#### ISTRUZIONI DEL COMPITO
Nel brano sulle lettere per la pace, a chi sono state inviate le tre lettere?

Pubblichiamo i testi di tre lettere inviate dal responsabile del "Centro di ricerca per la pace e i diritti umani" al presidente del Consiglio dei ministri in queste ultime settimane dopo il massacro di Parigi per invitarlo a non agire stoltamente secondo la volontà dei terroristi stragisti, ed a scegliere invece di percorrere la via della pace e dei diritti umani, della legalità e della democrazia, della nonviolenza che a tutti i crimini si oppone e salva le vite.

Lettera del 16 novembre 2015

Egregio presidente del Consiglio dei ministri,

il moltiplicarsi e l'estendersi delle abominevoli stragi compiute dalle organizzazioni terroriste tragicamente dimostra l'assoluta necessità ed urgenza di strategie di contrasto adeguate ed efficaci. Strategie di contrasto che non ripetano gli sciagurati errori che hanno consentito e fin favoreggiato la nascita e la crescita delle organizzazioni terroriste.

Alcuni dati di fatto

Credo che alcuni dati di fatto siano ormai evidenti a chiunque:- le guerre che hanno devastato e destrutturato alcuni stati - dalla prima guerra del Golfo ad oggi - hanno creato le condizioni per l'affermarsi, l'estendersi e il radicarsi di organizzazioni criminali di inaudita ferocia;- i bombardamenti a tappeto che diversi stati eseguono da anni senza soluzione di continuità sui territori e sulle popolazioni cui l'Isis ha imposto la sua dominazione schiavista, terrorista e genocida non solo non hanno sconfitto l'organizzazione criminale, ma ne hanno rafforzato la propaganda;- i governi di alcuni paesi democratici continuano sciaguratamente ad essere complici e protettori di regimi e potentati che in vario modo sostengono - finanziandole ed armandole, e finanche fiancheggiandole militarmente - le organizzazioni terroriste;- pensare di contrastare il terrorismo con la guerra è una triplice assurdità: in primo luogo perché la guerra è essa stessa terrorismo e stragismo portati all'estremo; in secondo luogo perché aggiungendo stragi a stragi essa favorisce la propaganda e il reclutamento da parte delle organizzazioni terroriste; in terzo luogo perché con essa gli stati stessi divengono organizzazioni terroriste e stragiste.

Alcune cose che occorre fare

Che fare dunque per far cessare i massacri, per recare soccorso agli innocenti, per arrestare i criminali?

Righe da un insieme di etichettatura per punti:

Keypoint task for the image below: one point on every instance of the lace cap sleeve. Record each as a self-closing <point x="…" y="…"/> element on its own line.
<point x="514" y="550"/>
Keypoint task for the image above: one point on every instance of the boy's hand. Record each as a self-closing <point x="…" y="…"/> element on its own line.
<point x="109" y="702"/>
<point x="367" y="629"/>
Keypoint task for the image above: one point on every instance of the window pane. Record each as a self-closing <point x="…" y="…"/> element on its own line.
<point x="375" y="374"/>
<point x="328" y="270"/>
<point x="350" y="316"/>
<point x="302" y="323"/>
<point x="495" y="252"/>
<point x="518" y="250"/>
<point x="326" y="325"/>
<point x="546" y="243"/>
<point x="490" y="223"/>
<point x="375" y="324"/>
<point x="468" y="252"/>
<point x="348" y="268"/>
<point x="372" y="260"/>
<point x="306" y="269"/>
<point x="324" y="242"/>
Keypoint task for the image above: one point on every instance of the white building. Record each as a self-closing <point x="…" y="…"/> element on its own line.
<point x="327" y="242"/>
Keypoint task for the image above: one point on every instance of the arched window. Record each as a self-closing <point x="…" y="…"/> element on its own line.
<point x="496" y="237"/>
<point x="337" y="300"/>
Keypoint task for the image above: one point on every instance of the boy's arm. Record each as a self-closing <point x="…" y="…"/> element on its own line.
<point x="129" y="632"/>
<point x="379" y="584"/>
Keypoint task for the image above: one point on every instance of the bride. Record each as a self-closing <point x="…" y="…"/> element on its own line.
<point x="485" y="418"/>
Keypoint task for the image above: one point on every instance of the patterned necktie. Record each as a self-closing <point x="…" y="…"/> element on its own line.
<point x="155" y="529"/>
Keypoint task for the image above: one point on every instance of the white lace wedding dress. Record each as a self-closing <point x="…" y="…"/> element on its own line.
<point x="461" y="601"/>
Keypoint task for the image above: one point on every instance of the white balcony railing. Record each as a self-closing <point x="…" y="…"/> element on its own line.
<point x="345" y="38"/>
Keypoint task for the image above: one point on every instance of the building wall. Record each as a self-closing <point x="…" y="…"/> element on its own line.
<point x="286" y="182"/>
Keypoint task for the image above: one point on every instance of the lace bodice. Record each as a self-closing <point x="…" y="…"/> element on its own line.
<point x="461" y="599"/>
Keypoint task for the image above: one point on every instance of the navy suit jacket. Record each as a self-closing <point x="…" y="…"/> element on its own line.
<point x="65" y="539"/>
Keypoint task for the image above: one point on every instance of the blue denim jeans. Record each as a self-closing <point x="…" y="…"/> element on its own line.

#### RISPOSTA SVOLTA
Al presidente del Consiglio dei ministri.